- The problem: The records that follow are to be repeated without alteration.

[Dataset excerpt]
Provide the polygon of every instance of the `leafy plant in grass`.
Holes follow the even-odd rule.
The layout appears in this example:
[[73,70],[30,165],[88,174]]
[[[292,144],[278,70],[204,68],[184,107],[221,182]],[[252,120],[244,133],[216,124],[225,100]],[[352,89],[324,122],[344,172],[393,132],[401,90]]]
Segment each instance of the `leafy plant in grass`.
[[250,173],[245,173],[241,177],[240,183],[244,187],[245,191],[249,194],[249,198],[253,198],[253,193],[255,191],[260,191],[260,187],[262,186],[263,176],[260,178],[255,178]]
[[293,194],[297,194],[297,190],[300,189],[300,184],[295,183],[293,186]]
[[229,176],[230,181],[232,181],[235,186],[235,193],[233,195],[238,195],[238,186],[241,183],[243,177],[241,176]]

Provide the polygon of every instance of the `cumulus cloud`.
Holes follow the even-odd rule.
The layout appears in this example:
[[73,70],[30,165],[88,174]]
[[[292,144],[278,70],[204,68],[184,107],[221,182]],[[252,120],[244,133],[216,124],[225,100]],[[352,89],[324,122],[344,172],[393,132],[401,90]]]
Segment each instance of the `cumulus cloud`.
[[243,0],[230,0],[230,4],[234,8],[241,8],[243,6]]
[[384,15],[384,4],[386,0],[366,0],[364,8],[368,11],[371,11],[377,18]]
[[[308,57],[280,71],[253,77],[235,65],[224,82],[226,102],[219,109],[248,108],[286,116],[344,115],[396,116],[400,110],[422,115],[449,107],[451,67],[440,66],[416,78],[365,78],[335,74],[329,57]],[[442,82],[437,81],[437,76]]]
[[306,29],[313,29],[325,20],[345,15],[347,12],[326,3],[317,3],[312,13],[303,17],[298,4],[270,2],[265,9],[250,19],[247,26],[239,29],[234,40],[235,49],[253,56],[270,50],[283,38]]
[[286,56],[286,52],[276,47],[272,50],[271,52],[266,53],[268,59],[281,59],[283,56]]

- Full solution:
Provide the polygon of every instance of the `leafy plant in grass`.
Holes follow the even-odd rule.
The layout appears in this example:
[[73,70],[30,165],[88,174]]
[[[292,144],[278,70],[204,68],[184,107],[221,182]],[[252,120],[244,133],[216,124],[225,100]],[[352,89],[324,122],[344,172],[393,132],[401,90]]]
Segment each instance of the `leafy plant in grass`.
[[250,173],[245,173],[241,177],[240,183],[244,187],[245,191],[249,194],[249,198],[253,198],[253,193],[255,191],[260,191],[260,187],[262,186],[263,176],[260,178],[255,178]]
[[293,194],[297,194],[297,190],[300,189],[300,184],[295,183],[293,186]]
[[229,176],[230,181],[232,181],[235,186],[235,193],[233,195],[238,195],[238,186],[241,183],[243,177],[241,176]]

Provide the polygon of every instance of the `cumulus cloud`.
Holes follow the even-odd rule.
The layout appears in this example:
[[73,70],[30,165],[88,174]]
[[[292,144],[278,70],[204,68],[184,107],[221,182]],[[252,120],[244,133],[216,124],[225,100]],[[352,89],[324,122],[344,172],[393,132],[401,90]]]
Segment each instance of the `cumulus cloud`.
[[243,0],[230,0],[230,4],[234,8],[241,8],[243,6]]
[[384,15],[384,4],[386,0],[366,0],[364,8],[368,11],[371,11],[377,18]]
[[[308,57],[280,71],[253,77],[235,65],[224,82],[226,102],[219,109],[248,108],[286,116],[344,115],[396,116],[400,110],[422,115],[449,107],[451,67],[440,66],[416,78],[365,78],[335,74],[329,57]],[[442,82],[437,81],[437,76]]]
[[306,29],[313,29],[325,20],[345,15],[347,12],[326,3],[317,3],[312,13],[303,17],[298,4],[270,2],[265,9],[250,19],[247,26],[239,29],[234,40],[235,49],[253,56],[270,50],[283,38]]
[[286,56],[286,52],[276,47],[272,50],[271,52],[266,53],[268,59],[281,59],[283,56]]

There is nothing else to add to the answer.